What you need to do =
Reproduce the rows from the line containing "Expected behaviour: for every instance of the metal" through the line containing "x=754 y=295", both included, with the request text unchanged and every x and y coordinate in the answers shifted up by 56.

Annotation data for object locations
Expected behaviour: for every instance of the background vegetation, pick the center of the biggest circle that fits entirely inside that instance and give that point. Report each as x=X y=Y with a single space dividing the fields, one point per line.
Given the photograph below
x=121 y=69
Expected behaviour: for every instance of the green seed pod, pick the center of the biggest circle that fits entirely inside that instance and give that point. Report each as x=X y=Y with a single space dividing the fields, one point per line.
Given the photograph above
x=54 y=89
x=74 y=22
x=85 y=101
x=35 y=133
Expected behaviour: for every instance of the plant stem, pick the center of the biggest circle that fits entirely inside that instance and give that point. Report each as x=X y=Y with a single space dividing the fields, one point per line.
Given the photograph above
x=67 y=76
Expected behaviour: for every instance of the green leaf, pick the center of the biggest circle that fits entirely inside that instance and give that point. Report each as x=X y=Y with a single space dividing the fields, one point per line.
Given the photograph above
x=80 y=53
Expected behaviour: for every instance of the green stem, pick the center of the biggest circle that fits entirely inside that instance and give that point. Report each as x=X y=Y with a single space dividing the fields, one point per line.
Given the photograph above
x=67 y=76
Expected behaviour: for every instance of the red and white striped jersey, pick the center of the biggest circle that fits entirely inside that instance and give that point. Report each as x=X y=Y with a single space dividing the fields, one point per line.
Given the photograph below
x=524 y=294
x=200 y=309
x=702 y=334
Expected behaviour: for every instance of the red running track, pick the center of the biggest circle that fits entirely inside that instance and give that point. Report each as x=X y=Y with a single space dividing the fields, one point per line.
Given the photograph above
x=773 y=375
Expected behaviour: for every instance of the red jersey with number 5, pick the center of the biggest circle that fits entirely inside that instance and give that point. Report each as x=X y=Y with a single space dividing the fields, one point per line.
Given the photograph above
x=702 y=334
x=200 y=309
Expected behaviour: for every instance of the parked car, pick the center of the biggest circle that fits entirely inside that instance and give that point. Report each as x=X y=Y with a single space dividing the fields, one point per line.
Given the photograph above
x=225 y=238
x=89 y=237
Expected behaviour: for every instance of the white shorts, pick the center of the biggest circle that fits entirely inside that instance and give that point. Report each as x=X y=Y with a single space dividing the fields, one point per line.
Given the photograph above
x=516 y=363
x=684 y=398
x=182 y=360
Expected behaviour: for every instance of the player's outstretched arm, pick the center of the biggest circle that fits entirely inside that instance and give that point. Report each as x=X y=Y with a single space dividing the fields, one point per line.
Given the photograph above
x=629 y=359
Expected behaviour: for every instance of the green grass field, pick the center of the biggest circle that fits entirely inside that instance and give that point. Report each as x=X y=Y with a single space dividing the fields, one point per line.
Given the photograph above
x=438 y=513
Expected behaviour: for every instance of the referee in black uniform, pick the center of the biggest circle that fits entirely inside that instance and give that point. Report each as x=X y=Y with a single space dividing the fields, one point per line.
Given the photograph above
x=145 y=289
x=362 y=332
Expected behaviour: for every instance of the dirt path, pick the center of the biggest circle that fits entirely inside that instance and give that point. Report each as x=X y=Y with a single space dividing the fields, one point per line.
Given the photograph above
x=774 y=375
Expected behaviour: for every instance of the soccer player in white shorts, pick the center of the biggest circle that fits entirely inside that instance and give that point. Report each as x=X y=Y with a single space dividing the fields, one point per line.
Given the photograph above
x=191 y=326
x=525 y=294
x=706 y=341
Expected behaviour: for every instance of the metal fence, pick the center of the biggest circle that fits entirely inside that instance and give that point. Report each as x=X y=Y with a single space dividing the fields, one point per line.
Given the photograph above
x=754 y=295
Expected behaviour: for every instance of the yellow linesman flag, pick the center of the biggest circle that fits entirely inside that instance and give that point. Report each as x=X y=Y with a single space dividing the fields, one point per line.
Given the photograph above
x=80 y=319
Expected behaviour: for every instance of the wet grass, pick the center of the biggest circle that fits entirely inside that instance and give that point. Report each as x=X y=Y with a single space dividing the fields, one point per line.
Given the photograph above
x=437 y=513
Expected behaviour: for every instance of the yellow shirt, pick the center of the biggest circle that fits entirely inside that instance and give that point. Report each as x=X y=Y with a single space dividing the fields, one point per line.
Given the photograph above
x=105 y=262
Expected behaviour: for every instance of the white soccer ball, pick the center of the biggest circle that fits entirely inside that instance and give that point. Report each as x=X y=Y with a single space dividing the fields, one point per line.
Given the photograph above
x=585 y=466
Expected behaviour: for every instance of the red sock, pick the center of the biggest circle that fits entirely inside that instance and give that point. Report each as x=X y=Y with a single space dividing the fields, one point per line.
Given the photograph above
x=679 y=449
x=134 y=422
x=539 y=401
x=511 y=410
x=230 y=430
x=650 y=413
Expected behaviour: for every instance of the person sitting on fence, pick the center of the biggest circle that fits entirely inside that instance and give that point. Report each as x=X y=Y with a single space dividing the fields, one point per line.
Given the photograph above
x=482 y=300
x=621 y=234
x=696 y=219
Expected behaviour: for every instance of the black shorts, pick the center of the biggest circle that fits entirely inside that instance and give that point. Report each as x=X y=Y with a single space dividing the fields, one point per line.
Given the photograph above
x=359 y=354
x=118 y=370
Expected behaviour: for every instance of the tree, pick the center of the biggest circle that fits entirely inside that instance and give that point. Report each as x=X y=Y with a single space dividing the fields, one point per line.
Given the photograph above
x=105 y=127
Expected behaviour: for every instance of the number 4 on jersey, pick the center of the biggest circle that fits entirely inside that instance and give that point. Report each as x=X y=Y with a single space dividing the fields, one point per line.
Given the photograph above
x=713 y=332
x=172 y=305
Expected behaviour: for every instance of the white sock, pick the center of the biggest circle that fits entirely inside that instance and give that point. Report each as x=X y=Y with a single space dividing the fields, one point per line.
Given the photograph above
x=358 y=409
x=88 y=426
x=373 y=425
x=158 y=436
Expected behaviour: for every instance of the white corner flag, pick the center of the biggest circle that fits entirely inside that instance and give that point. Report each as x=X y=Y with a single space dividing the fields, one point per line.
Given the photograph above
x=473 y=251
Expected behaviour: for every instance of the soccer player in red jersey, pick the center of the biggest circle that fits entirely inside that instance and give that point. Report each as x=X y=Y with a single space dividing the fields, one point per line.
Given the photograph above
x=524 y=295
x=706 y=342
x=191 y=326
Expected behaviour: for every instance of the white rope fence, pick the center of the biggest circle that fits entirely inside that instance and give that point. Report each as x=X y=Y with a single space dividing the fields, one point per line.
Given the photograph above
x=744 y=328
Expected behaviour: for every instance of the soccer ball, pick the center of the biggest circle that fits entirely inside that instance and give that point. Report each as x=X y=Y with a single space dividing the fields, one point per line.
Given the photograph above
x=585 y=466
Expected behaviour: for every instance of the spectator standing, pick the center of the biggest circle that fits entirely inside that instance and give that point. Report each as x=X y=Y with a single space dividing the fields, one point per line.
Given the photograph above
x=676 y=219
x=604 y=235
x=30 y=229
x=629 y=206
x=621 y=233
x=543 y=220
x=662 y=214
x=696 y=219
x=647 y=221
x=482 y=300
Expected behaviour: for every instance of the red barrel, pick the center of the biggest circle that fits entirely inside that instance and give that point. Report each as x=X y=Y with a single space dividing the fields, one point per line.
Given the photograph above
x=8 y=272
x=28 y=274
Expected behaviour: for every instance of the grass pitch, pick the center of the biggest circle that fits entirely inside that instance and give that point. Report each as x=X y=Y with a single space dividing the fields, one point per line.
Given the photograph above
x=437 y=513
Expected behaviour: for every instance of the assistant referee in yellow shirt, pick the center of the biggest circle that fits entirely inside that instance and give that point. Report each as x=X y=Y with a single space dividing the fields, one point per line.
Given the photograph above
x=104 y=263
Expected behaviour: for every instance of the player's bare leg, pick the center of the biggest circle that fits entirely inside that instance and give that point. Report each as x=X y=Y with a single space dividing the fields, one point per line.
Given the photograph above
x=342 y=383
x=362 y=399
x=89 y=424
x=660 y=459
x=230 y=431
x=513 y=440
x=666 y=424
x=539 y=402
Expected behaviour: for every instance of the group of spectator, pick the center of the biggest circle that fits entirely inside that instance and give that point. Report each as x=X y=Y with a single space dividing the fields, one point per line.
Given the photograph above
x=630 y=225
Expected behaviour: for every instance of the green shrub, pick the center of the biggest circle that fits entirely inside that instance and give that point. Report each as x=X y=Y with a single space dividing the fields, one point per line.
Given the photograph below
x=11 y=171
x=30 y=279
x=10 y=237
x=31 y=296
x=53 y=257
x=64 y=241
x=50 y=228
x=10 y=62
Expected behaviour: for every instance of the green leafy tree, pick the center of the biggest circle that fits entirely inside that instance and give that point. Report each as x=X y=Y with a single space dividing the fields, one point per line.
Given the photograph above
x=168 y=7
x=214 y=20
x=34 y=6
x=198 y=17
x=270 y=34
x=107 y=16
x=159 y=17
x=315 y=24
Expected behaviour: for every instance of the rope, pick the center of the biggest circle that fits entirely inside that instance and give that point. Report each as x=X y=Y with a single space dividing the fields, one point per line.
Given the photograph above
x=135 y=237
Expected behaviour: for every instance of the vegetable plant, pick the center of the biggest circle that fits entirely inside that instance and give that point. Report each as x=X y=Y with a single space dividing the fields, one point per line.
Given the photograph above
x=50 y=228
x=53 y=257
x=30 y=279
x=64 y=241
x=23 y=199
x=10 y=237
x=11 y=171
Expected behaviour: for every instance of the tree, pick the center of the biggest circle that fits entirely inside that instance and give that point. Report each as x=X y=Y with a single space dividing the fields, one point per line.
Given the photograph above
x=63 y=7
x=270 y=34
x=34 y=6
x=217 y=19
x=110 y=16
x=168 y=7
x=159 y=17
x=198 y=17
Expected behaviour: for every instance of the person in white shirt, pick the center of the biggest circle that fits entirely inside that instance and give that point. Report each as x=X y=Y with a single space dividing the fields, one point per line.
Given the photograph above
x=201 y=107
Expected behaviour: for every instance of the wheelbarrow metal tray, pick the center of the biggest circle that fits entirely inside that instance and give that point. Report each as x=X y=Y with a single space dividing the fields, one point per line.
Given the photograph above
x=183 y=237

Output below =
Expected behaviour: for every instance of the metal fence, pick the center of the biggest circle that fits entirely inside that instance and give that point. Report each as x=X y=Y with a single space dividing the fields, one point per line.
Given the photograph above
x=810 y=351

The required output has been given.